» **Texte source**:
----------------

Mes chers Père, Mère, und Geschwister,

Vos lettres de Nouvel An m’ont fait très très plaisir, je vous en remercie tous en bloc, dans l’impossibilité de répondre aux nombreux témoignages de sympathie, étant donné mes occupations très absorbantes durant cette seconde semaine à Budapest. Car je prolonge mon séjour jusqu’à samedi, et ne rentrerai à Vienne que pour ce fameux bal de l’ambassade d’Allemagne. Tous mes soirs sont pris ici par des invitations ou des théâtres (les 3 plus grands théâtres et opéra de Budapest m’ayant offert par l’entremise de Szegoe des loges gratuites, où « j’invite » des amis et connaissances).

[p. 2] Je suis ici en train d’attendre un des très nombreux écrivains hongrois que je fréquente ces jours. C’est un poète communiste, charmant garçon d’ailleurs. Je devais passer à la Présidence du Conseil ce matin, mais je me suis levé trop tard, c’est donc pour demain, si S. E. le comte Bethlen veut bien me consacrer quelques minutes, ce dont je ne doute pas.

J’ai passé une nuit de Saint-Sylvestre très pittoresque, de 10 h du soir à 8 h du matin, dans 4 endroits différents, mais surtout dans un atelier de peintre, avec des gens costumés et masqués parlant hongrois et un peu allemand, en sorte que vraiment, je me sentais en pays inconnu ! Ce qui ne m’a pas empêché, au contraire, de m’amuser [p. 3] follement. Ce qu’il y a de très bien, ici, c’est qu’un Français, et même un « petit Français » comme ils disaient (« kis Francia ») fait encore une impression énorme sur le public. (Ô modestie !)

----------------

(Enregistrements des contours de zones d'image)
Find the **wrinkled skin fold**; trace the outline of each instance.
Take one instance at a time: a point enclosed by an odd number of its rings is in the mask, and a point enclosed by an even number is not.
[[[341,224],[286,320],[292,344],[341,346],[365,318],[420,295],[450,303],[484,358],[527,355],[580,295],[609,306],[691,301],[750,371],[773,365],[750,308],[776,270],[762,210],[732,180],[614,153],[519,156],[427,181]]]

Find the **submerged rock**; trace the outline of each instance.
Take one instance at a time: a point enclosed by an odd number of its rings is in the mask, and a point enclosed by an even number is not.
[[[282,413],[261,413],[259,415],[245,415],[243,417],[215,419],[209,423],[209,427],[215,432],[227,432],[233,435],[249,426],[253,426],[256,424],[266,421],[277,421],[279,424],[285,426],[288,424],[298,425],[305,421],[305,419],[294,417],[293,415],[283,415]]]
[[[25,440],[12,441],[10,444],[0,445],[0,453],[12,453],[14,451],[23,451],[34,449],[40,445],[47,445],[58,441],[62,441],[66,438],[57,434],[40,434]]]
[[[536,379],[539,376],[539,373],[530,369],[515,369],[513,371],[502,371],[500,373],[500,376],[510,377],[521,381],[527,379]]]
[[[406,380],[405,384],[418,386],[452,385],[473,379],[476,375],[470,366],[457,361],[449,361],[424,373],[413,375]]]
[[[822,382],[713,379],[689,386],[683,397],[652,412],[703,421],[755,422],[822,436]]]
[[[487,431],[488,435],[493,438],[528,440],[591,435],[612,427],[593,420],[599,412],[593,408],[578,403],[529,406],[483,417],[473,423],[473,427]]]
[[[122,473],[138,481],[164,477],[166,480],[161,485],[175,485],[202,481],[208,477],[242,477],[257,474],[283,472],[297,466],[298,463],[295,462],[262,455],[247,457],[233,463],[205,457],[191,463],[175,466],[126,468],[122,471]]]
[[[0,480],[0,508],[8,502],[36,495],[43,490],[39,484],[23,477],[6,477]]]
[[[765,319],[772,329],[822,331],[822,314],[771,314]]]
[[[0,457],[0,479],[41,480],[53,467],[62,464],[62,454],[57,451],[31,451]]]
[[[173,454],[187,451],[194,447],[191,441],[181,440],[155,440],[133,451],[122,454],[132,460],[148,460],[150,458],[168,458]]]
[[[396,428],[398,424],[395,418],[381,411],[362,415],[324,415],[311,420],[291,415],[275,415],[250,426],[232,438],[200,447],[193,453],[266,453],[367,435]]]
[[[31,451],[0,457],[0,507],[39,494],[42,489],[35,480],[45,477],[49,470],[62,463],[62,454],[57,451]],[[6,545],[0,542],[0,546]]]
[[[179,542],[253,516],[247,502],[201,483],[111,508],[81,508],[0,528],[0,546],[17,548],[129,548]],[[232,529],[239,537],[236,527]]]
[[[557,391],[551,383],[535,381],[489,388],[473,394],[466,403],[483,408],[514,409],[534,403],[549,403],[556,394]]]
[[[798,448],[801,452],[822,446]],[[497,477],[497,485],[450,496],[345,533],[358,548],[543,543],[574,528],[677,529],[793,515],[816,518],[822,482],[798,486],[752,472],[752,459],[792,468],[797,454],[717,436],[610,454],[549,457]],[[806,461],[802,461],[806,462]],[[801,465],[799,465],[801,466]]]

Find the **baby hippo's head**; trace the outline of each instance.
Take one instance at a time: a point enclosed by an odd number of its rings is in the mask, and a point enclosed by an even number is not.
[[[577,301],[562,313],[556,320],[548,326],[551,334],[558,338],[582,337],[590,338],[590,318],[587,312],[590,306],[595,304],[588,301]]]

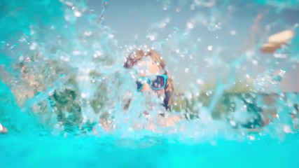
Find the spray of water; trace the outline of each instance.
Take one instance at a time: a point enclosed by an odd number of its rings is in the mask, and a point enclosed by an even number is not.
[[[251,38],[245,49],[234,48],[228,43],[242,32],[230,26],[241,10],[232,1],[158,1],[162,11],[192,14],[183,26],[166,15],[132,43],[120,45],[113,27],[105,24],[109,1],[99,5],[99,13],[84,1],[11,1],[0,4],[0,122],[11,132],[200,141],[255,139],[248,129],[279,138],[295,131],[290,114],[298,115],[299,97],[284,92],[279,83],[298,63],[298,38],[263,57],[262,44],[272,29],[281,28],[273,22],[259,29],[267,12],[252,14]],[[255,1],[249,8],[269,5],[272,14],[298,5],[278,1]],[[286,27],[298,31],[298,24]],[[223,29],[228,36],[221,35]],[[137,92],[134,69],[123,67],[125,56],[151,48],[167,60],[176,83],[171,111],[155,94]],[[216,80],[209,82],[213,73]],[[188,89],[180,88],[184,76],[195,79]],[[272,102],[265,102],[267,97]],[[174,115],[183,117],[168,123]]]

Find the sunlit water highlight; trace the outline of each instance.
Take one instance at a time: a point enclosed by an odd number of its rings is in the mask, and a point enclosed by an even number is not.
[[[296,34],[298,23],[270,17],[263,21],[270,22],[265,28],[260,26],[266,34],[253,31],[246,49],[234,48],[225,44],[229,38],[214,43],[201,37],[215,32],[215,39],[225,38],[217,33],[225,29],[231,38],[242,33],[230,27],[232,18],[224,13],[246,3],[220,1],[158,1],[159,10],[169,13],[172,8],[195,12],[183,27],[170,14],[151,22],[146,33],[127,43],[105,24],[108,1],[97,3],[99,11],[90,6],[92,1],[1,2],[0,123],[9,132],[0,136],[0,167],[298,167],[298,133],[289,114],[296,114],[299,96],[284,93],[279,83],[296,68],[298,38],[273,57],[264,59],[259,52],[271,29]],[[267,13],[297,11],[299,2],[254,1],[247,6],[268,10],[248,14],[258,15],[254,29],[263,24],[258,14],[263,18]],[[151,47],[167,61],[174,81],[182,76],[197,79],[174,99],[169,115],[186,118],[175,126],[159,125],[156,116],[165,111],[160,99],[137,92],[134,72],[123,67],[131,52]],[[264,67],[258,73],[257,64]],[[216,85],[204,85],[209,71],[217,72]],[[263,100],[265,94],[274,99],[270,105]],[[278,117],[261,127],[260,115],[269,117],[262,110],[273,109]],[[151,112],[150,122],[140,117],[145,110]],[[100,118],[111,122],[111,131],[99,125]],[[151,122],[154,130],[135,129]],[[253,133],[249,127],[260,130]]]

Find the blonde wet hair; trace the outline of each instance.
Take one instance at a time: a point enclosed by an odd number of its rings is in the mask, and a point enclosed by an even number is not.
[[[145,57],[149,57],[152,61],[156,63],[165,71],[165,74],[167,76],[167,80],[165,88],[165,98],[164,99],[164,106],[167,110],[170,110],[170,105],[174,92],[174,85],[172,79],[168,71],[165,69],[165,62],[161,55],[155,50],[150,50],[147,52],[144,52],[142,50],[137,50],[131,53],[127,57],[123,66],[126,69],[132,69],[137,64],[137,62],[142,59]]]

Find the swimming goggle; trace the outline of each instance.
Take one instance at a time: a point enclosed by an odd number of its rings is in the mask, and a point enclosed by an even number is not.
[[[140,91],[146,83],[148,83],[152,90],[162,90],[166,86],[167,80],[167,75],[157,75],[153,76],[153,78],[141,76],[136,81],[137,91]]]

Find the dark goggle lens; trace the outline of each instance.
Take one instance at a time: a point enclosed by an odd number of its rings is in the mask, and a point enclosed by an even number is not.
[[[151,87],[155,89],[162,89],[165,86],[165,78],[162,76],[157,76],[157,78],[151,81]]]

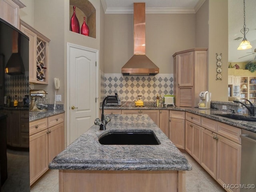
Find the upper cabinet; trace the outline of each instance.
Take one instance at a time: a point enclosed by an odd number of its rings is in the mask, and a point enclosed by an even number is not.
[[[0,0],[0,18],[20,28],[20,8],[25,6],[18,0]]]
[[[85,22],[89,28],[89,36],[96,38],[96,10],[94,6],[88,0],[70,0],[69,3],[70,26],[74,12],[73,7],[75,6],[75,14],[79,23],[79,33],[85,17]],[[71,28],[70,30],[72,31]]]
[[[206,90],[207,49],[181,51],[172,56],[175,105],[198,107],[199,94]]]
[[[29,37],[29,82],[48,84],[50,39],[22,20],[20,30]]]

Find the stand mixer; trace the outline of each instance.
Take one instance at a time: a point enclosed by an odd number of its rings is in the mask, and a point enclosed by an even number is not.
[[[211,108],[211,93],[207,91],[201,91],[199,93],[198,108],[202,109],[210,109]]]
[[[45,111],[48,109],[49,100],[46,98],[48,93],[44,90],[30,90],[31,97],[30,111]]]

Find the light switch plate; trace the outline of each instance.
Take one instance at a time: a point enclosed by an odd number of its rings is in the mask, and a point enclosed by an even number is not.
[[[61,95],[56,95],[55,100],[56,101],[61,101]]]

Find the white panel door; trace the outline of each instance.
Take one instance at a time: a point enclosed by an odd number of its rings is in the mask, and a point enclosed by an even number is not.
[[[68,48],[70,125],[67,129],[68,145],[93,125],[96,118],[97,53],[83,47]],[[68,94],[68,90],[67,92]]]

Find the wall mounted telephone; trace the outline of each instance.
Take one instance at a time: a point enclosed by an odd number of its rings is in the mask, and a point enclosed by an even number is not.
[[[58,78],[54,78],[54,89],[59,89],[60,88],[60,80]]]

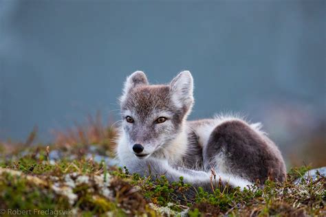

----------------

» **Consignes**:
(1) Remplacez « atelier de peintre » par « atelier d'artiste » dans le passage de la lettre qui commence à « J’ai passé une » et se termine à « public. (Ô modestie !) », puis recopiez ce passage.
(2) Répondez à ces questions d'après la lettre :
(a) Jusqu'à quel jour le séjour à Budapest est-il prolongé ?
(b) Par l'entremise de qui les loges gratuites ont-elles été offertes ?
(c) De quelle heure à quelle heure a duré la nuit de Saint-Sylvestre ?
(3) D'après la lettre, pourquoi les remerciements pour les lettres de Nouvel An sont-ils adressés à tous en bloc ? Répondez en une à trois phrases.

» **Corrigé**:
(1)
J’ai passé une nuit de Saint-Sylvestre très pittoresque, de 10 h du soir à 8 h du matin, dans 4 endroits différents, mais surtout dans un atelier d'artiste, avec des gens costumés et masqués parlant hongrois et un peu allemand, en sorte que vraiment, je me sentais en pays inconnu ! Ce qui ne m’a pas empêché, au contraire, de m’amuser [p. 3] follement. Ce qu’il y a de très bien, ici, c’est qu’un Français, et même un « petit Français » comme ils disaient (« kis Francia ») fait encore une impression énorme sur le public. (Ô modestie !)

(2)
(a) Jusqu'à samedi.
(b) Par l'entremise de Szegoe.
(c) De 10 h du soir à 8 h du matin.

(3) Il est impossible de répondre aux nombreux témoignages de sympathie. Les occupations de cette seconde semaine à Budapest sont trop absorbantes.